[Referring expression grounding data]
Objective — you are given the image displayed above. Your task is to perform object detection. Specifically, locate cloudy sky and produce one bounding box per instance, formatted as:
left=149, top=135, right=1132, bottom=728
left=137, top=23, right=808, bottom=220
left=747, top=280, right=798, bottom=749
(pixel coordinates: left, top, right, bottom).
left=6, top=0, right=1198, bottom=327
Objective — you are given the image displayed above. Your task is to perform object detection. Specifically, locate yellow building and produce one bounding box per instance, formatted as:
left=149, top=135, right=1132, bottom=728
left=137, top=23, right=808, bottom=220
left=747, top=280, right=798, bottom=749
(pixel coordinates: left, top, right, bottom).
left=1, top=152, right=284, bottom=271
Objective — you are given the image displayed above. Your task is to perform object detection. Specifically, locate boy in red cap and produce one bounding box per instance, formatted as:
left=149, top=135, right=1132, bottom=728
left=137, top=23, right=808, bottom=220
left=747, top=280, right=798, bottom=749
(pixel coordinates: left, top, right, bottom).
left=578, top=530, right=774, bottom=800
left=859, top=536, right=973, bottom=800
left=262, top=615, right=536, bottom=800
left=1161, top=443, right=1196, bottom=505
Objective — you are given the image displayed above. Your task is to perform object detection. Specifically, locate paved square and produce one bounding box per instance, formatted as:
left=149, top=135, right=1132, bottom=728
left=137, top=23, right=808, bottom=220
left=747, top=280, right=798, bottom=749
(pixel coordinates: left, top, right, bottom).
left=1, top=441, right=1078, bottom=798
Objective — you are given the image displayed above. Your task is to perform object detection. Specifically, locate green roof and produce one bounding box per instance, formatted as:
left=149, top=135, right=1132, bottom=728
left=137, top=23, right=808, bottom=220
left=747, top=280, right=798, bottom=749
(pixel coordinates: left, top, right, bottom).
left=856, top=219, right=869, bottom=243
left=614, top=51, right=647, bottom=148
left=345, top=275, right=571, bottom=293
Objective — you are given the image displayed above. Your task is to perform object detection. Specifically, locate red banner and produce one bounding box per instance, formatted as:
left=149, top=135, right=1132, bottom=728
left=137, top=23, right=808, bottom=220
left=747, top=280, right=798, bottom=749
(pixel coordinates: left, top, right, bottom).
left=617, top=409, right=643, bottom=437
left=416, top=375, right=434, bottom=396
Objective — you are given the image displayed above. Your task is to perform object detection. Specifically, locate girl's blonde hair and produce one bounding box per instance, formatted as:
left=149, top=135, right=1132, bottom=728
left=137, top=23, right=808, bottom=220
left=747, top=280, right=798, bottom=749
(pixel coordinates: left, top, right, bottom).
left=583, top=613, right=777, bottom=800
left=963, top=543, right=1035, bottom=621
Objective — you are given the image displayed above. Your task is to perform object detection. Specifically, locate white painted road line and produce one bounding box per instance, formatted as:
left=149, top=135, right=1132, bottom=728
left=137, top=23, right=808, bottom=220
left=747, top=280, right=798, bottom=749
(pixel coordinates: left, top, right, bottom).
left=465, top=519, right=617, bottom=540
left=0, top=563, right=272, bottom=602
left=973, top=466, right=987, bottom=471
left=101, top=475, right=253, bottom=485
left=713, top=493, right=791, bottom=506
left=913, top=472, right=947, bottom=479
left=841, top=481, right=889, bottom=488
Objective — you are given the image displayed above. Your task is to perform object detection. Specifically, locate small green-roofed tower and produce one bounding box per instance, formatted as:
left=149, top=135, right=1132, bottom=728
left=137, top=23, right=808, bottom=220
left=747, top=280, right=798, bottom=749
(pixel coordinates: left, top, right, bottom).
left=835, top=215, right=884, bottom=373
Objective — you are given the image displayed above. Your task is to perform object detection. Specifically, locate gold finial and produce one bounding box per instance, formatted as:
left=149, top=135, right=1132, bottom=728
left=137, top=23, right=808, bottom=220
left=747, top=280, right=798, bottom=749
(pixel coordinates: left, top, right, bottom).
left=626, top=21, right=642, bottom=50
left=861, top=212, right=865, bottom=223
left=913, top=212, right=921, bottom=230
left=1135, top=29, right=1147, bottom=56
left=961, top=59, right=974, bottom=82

---

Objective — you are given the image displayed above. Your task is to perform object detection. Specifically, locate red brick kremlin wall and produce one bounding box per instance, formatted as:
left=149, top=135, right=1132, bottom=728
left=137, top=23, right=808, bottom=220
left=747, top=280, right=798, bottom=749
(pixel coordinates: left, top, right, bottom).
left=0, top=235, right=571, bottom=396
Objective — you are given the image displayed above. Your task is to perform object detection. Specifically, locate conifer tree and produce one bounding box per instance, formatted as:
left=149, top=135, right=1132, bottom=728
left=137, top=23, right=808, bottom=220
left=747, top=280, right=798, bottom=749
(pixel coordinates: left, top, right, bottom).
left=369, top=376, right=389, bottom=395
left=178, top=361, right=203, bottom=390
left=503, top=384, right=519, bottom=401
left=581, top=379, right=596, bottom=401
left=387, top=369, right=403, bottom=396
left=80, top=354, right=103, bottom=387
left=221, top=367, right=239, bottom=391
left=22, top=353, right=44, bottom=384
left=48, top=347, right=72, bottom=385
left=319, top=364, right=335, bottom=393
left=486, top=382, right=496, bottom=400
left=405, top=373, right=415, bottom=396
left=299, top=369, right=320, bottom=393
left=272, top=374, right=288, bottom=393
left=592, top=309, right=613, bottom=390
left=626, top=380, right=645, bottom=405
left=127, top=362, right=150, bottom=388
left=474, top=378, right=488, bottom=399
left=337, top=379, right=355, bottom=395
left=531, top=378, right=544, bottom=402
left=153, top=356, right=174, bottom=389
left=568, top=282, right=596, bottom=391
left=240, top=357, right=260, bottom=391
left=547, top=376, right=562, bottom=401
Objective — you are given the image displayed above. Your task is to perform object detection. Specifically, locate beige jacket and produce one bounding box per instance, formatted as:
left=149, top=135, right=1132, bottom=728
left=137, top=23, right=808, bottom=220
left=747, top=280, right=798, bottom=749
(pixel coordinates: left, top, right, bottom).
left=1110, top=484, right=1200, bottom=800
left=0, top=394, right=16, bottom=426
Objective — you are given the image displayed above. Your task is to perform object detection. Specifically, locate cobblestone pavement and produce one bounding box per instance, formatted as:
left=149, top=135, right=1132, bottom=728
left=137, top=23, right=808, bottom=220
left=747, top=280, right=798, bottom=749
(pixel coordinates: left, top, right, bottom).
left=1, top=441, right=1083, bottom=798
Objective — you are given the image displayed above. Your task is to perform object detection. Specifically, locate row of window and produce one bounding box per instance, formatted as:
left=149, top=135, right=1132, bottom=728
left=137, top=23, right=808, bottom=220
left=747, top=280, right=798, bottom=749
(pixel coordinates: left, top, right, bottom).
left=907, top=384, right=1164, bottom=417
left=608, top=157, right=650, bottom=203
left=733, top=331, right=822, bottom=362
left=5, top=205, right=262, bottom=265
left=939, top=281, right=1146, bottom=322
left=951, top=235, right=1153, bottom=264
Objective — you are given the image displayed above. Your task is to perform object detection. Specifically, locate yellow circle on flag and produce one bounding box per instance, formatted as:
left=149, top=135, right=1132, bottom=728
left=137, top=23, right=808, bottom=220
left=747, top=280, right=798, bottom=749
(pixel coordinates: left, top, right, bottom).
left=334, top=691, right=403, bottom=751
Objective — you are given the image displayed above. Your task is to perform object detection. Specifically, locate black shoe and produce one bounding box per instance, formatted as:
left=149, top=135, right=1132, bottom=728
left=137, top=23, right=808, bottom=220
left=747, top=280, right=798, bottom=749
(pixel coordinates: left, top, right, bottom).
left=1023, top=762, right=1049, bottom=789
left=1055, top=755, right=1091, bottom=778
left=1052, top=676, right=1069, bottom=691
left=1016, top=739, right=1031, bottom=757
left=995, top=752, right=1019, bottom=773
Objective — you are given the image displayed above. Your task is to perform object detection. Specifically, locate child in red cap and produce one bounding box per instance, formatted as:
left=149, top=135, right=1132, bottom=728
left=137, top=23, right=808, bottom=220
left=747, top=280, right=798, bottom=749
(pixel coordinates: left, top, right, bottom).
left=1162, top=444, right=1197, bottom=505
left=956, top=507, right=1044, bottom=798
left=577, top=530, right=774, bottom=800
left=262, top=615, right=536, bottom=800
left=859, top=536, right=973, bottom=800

ASSIGNMENT. The answer must be every line of the data that contains the word "yellow".

PROBLEM SOLUTION.
Objective — you are given the image displayed above. Your task is to perform object detection. Specifically, locate yellow building and produce one bounding box per instance, formatted as:
Objective — you are given the image displayed above. Your task is to perform object detection. Specifically, locate yellow circle on flag and produce one bounding box per instance, formatted as:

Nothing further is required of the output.